EXERCISE DETAILS -> Offset the answer coordinates by 78 in the part of the data below that opens with the line containing "Please mark the dog's tail" and closes at the end of the data. Reproduce every line of that part alone, adding 78 to each number in its answer coordinates and leaving all other lines unchanged.

** Begin **

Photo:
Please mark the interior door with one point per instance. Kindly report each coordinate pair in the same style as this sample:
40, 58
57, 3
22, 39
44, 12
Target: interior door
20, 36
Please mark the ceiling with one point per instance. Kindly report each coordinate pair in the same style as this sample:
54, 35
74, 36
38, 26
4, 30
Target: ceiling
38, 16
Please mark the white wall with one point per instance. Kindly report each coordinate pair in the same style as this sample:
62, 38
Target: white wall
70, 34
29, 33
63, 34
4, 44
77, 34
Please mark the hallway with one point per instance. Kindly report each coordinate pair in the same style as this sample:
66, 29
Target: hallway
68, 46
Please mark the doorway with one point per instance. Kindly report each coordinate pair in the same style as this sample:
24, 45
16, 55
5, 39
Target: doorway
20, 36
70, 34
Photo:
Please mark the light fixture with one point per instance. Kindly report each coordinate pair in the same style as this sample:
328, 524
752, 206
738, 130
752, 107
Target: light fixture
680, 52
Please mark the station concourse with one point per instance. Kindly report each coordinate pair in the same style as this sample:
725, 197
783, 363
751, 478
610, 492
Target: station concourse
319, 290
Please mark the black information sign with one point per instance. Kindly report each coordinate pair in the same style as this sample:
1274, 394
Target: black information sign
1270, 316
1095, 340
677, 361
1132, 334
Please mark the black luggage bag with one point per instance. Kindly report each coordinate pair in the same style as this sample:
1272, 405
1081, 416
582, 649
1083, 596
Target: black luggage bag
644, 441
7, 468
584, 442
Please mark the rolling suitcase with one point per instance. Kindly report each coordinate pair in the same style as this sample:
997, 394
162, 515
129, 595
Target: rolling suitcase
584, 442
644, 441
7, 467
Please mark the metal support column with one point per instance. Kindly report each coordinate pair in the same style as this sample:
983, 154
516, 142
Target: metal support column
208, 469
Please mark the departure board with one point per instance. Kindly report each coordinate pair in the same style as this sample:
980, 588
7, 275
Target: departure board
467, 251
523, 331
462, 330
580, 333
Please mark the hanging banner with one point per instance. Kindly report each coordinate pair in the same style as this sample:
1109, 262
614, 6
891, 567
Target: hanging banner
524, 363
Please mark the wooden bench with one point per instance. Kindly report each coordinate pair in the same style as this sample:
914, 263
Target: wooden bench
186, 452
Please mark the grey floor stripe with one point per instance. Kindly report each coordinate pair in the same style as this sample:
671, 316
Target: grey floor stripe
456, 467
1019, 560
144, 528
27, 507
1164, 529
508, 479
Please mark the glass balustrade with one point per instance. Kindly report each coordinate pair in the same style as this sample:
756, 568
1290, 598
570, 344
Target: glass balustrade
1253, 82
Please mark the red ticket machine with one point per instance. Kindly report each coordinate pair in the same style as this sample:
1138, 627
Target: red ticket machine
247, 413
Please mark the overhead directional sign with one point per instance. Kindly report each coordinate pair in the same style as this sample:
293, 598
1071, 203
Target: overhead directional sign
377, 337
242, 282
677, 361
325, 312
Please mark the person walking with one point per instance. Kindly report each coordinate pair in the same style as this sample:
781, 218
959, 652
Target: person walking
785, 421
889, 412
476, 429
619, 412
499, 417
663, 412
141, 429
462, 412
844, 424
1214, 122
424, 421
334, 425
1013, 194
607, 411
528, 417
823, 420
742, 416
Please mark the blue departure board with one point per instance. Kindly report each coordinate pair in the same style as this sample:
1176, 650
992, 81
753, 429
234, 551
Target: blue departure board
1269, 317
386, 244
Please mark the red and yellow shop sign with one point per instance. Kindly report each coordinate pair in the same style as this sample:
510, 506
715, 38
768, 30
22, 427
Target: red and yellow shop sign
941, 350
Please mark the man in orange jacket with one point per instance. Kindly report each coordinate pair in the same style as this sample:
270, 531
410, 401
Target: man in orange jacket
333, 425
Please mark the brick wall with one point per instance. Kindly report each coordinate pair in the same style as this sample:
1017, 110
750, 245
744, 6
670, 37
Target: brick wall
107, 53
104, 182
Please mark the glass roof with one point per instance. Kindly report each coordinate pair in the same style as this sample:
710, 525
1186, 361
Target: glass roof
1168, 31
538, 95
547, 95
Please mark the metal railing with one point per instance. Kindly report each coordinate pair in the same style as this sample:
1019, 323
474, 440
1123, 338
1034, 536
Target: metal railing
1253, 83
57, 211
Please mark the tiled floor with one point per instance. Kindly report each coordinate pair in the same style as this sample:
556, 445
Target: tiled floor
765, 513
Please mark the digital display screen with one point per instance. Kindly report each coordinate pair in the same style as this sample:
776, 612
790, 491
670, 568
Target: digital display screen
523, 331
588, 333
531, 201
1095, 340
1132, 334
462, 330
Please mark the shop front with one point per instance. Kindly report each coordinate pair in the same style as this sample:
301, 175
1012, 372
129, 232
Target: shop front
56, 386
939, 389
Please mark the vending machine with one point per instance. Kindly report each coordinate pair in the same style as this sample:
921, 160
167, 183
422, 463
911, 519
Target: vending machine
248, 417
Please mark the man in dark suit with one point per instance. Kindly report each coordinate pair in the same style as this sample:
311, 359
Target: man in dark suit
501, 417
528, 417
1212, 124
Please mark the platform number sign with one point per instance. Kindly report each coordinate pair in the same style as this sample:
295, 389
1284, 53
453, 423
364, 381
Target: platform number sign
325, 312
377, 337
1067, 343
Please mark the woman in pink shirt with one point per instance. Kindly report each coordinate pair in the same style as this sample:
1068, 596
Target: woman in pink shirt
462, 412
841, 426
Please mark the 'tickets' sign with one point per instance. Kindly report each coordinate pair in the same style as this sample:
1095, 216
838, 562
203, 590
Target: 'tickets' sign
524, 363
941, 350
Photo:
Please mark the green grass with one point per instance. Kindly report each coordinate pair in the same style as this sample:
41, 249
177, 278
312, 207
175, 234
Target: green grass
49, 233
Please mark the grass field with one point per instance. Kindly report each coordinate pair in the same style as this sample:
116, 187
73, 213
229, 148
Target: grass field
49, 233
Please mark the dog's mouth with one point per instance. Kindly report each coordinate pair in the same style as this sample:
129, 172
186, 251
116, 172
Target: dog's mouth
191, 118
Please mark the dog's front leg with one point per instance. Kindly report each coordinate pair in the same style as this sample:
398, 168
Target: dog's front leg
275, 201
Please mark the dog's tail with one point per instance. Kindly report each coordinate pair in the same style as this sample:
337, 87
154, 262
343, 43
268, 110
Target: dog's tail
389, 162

** End **

ANSWER FOR THIS EXERCISE ->
Please mark the dog's tail with one point per instance. Kindly report each coordinate pair in the same style as this sample:
337, 87
154, 262
343, 43
268, 110
Target: dog's tail
467, 240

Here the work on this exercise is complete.